Report every line of the items below that contains the string "blurred", with case counting.

[Raw records]
— start —

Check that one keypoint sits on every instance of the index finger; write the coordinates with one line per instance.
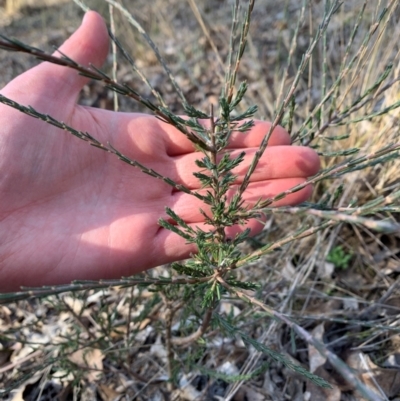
(177, 144)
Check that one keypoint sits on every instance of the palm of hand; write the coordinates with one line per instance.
(70, 211)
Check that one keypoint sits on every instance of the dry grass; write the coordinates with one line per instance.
(353, 309)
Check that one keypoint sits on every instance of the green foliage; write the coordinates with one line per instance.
(194, 289)
(339, 257)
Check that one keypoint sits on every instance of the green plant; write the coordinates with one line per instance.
(191, 294)
(339, 257)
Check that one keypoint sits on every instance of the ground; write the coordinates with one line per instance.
(341, 284)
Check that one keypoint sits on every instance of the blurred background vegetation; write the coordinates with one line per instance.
(340, 284)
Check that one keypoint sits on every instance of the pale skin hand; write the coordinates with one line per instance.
(70, 211)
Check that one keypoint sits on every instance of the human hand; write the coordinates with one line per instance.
(69, 211)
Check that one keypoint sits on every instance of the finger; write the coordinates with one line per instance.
(178, 144)
(51, 84)
(173, 247)
(276, 162)
(87, 45)
(187, 206)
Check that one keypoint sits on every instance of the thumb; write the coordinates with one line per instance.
(51, 83)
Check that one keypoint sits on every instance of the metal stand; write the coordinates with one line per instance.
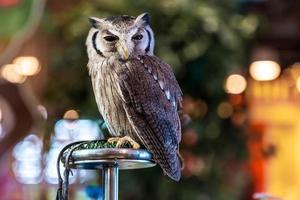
(110, 161)
(111, 180)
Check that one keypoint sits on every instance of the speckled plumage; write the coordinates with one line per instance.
(137, 94)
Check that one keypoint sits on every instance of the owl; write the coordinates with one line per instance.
(136, 92)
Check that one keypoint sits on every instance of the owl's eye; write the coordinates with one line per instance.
(137, 37)
(110, 38)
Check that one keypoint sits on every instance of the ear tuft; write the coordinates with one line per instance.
(95, 22)
(143, 18)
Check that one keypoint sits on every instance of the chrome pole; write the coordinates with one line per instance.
(111, 182)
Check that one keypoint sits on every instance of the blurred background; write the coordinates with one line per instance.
(237, 61)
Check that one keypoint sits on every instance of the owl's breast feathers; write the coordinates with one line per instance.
(151, 96)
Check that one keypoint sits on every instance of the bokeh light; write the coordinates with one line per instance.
(27, 65)
(265, 70)
(71, 115)
(298, 84)
(225, 110)
(235, 84)
(27, 166)
(9, 72)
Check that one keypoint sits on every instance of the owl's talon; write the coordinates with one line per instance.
(113, 140)
(124, 140)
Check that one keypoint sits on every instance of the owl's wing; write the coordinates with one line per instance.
(151, 96)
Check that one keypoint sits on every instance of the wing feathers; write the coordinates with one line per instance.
(149, 88)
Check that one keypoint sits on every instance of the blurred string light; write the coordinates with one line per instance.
(235, 84)
(298, 84)
(66, 131)
(2, 130)
(9, 72)
(21, 67)
(27, 65)
(264, 70)
(43, 111)
(27, 166)
(71, 115)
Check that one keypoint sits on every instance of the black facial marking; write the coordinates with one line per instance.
(146, 18)
(149, 41)
(94, 22)
(94, 44)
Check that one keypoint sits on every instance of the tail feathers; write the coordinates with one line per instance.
(172, 168)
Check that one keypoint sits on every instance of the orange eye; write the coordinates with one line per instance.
(110, 38)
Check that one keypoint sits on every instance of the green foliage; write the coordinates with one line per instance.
(203, 41)
(14, 18)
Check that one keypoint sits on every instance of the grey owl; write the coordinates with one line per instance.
(136, 92)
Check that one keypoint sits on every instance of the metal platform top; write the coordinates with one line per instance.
(124, 158)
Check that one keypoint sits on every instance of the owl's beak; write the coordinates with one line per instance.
(123, 50)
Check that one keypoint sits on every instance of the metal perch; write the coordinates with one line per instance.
(110, 161)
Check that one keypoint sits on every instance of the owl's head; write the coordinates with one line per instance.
(120, 36)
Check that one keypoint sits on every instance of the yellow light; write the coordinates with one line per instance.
(298, 84)
(27, 65)
(71, 115)
(9, 73)
(225, 110)
(265, 70)
(235, 84)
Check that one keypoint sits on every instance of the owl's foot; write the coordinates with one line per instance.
(121, 141)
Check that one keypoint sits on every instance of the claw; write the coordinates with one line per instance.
(121, 141)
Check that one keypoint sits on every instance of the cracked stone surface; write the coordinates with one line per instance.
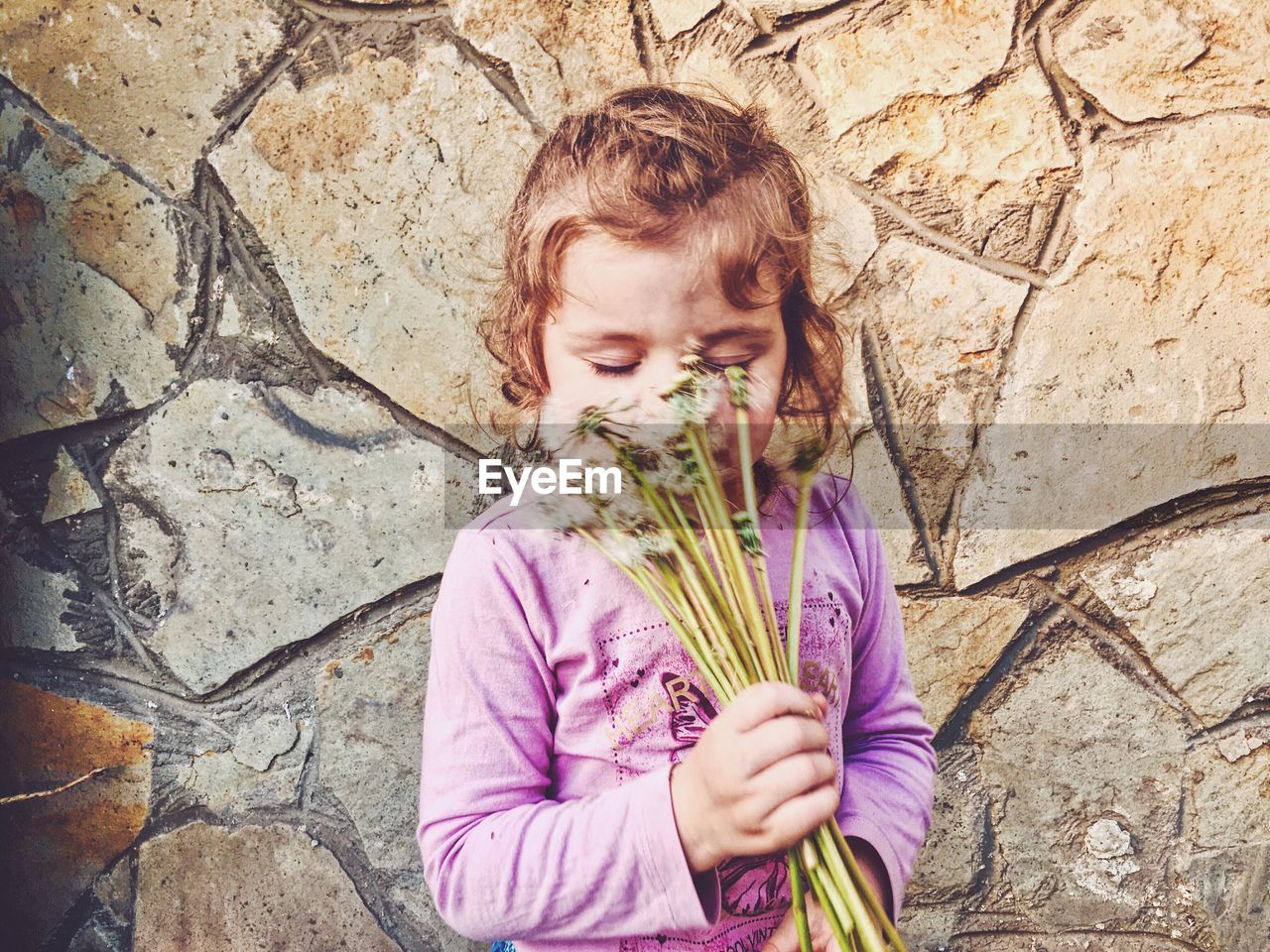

— end —

Task answer:
Check that one keypoint sits on every instance of the blurred background vegetation; write the coordinates with one line per instance.
Check that one keypoint sits on every instance of the blurred background; write the coordinates with one line per instance.
Check that one keypoint sits on every instance of the blurred string light; write the coordinates with one line per instance.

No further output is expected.